Exercises to complete:
a. In the forum thread about choosing an airless sprayer for undercoating work, what pressure do the makers of Fluid Film say is required?
b. Continue the forum thread about choosing an airless sprayer for undercoating work from the point where it stops.

Passage given:
##############################

# Automotive painter needs advice on airless



## jwc55 (Mar 13, 2012)

Hi All
New here, and I know by definition that I'm the wrong type of painter for this forum, but I also know that most of you have forgot more about airless systems that I will ever know. Heres my problem... I spray a lot of vehicles with dripless oil undercoating and a product called " Fluid Film". I now want to take the show mobile. An onboard air compressor would take too much generator power, so I thought an airless system would be the answer. Trouble is ... which one? I don't just mean brand, but what size, etc. The folks at fluid film say that at least 2000 psi is req'd, and a 515 - 517 tip is best. Will the oil ruin the seals or packing or will it be a benefit? Would the pump and lines have to be cleaned out daily or could it be done at the end of the week? The system would be used every day. Any suggestions and guidance would be most appreciated.
Jim:confused1:


----------



## Wolfgang (Nov 16, 2008)

Well, since I don't think this falls under the catagory of DIY'er, we'll keep this open. Call it "professional courtesy" between trades.

Any airless sprayer from a 390 series Graco/440 Titan, etc., will handle it for you. Go with the film mfg's recommendations for the tip sizes, maybe one of each until you get the airless learning curve down. (Not that difficult if you have automotive spraying experience.) I used to have a chart that showed comparisons between fluid needle/air cap and airless tips, but don't have it on hand. Google it.

Follow the sprayer mfg's recommendations on cleaning the pump/line/guns and you'll be fine. Might be able to find a used airless for a decent price on CL or local shops.


----------



## jwc55 (Mar 13, 2012)

Thanks Wolfgang
Ironically the Graco 390 was one sprayer that I was leaning towards. Do you know if a portable 3000 watt generator will run the 390?


----------



## TJ Paint (Jun 18, 2009)

jwc55 said:


> Thanks Wolfgang
> Ironically the Graco 390 was one sprayer that I was leaning towards. Do you know if a portable 3000 watt generator will run the 390?


Yes. There are concerns about surges and damage to the sprayer. You may want to look into good generators that won't cause damage.


----------



## Wolfgang (Nov 16, 2008)

For the price of a 3000 watt you may as well upgrade to a 5000. Most 5000 watt gens have surge protection built in.


----------



## IHATE_HOMEDEPOT (May 27, 2008)

Had you considered either a gas powered compressor or gas powered airless? On the airless side they start off with more power than you probably need. You did not mention the viscosity of the fluid you need to spray.


----------



## Schmidt & Co. (Nov 6, 2008)

##############################

Dataset excerpt:
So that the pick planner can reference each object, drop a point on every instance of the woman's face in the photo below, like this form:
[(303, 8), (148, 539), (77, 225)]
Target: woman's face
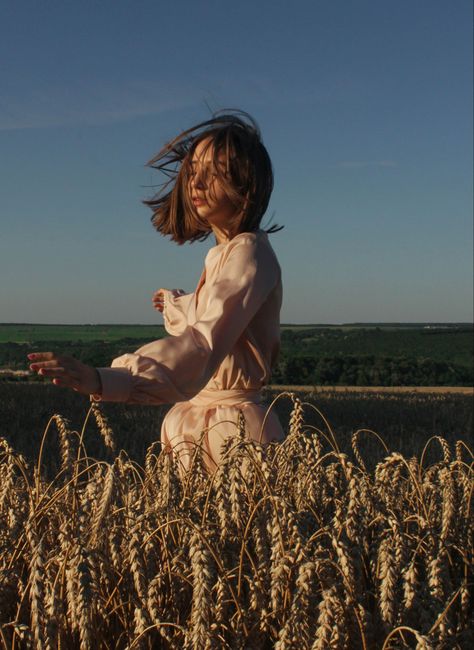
[(206, 191)]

##############################

Answer list:
a. At least 2000 psi.

b.
Wolfgang said:


> Might be able to find a used airless for a decent price on CL or local shops.


There's _tons_ of stuff on e-bay if you want to look. :yes:


----------



## jwc55 (Mar 13, 2012)

IHATE_HOMEDEPOT said:


> Had you considered either a gas powered compressor or gas powered airless? On the airless side they start off with more power than you probably need. You did not mention the viscosity of the fluid you need to spray.


Yes, I did consider gas power as an option, but one of my markets would be in campgrounds, so I thought quiet would be best. The viscosity of the fluid film product is similar to thick latex, kind of looks like butterscotch pudding.


----------



## jwc55 (Mar 13, 2012)

Schmidt & Co. said:


> There's _tons_ of stuff on e-bay if you want to look. :yes:


Thanks Paul.... thats how a lot of the confusion came about in the first place LOL... too many choices and not enough knowledge!


----------



## jwc55 (Mar 13, 2012)

Thanks guys.. your input has now got me with a Graco 390 and a 5000 watt generator on my short list. This leads me unfortunately, to my next problem. I need to have different wands for doing inside doors, quarter panels, etc. I'm thinking a quick connect fitting at the gun, a two foot whip with another quick connect, and then various length wands with 0.15" hole in nozzle. Does this sound feasible.


----------



## mpminter (Mar 21, 2011)

I've never seen a quick connect for an airless paint sprayer. Not saying they don't exist, I've just never seen one.


----------



## ibsocal (Apr 17, 2007)

This might could work out perfect for you.http://www.graco.com/Internet/T_PDB.nsf/SearchView/ProShot


----------



## MrPaint (Feb 19, 2012)

Before you jump into an airless, have you ever used one in this circumsatnce before? The reason I ask is the pattern is drastically different from an air atomized system. I'm assuming you will be spraying lots of angles, edges, nooks, etc and airless's don't feather and wrap around angles like air atomized systems. You may be really disappointed without a test run before you buy. Just food for thought.


----------



## ibsocal (Apr 17, 2007)

ibsocal said:


> This might could work out perfect for you.http://www.graco.com/Internet/T_PDB.nsf/SearchView/ProShot


http://www.kellsportproducts.com/Spraygun.html


----------



## jwc55 (Mar 13, 2012)

mpminter said:


> I've never seen a quick connect for an airless paint sprayer. Not saying they don't exist, I've just never seen one.


thats what I was afraid of. I definetley need that feature.


----------



## jwc55 (Mar 13, 2012)

ibsocal said:


> This might could work out perfect for you.http://www.graco.com/Internet/T_PDB.nsf/SearchView/ProShot


 thanks for the link... could work but it would require constant filling.


----------



## jwc55 (Mar 13, 2012)

MrPaint said:


> Before you jump into an airless, have you ever used one in this circumsatnce before? The reason I ask is the pattern is drastically different from an air atomized system. I'm assuming you will be spraying lots of angles, edges, nooks, etc and airless's don't feather and wrap around angles like air atomized systems. You may be really disappointed without a test run before you buy. Just food for thought.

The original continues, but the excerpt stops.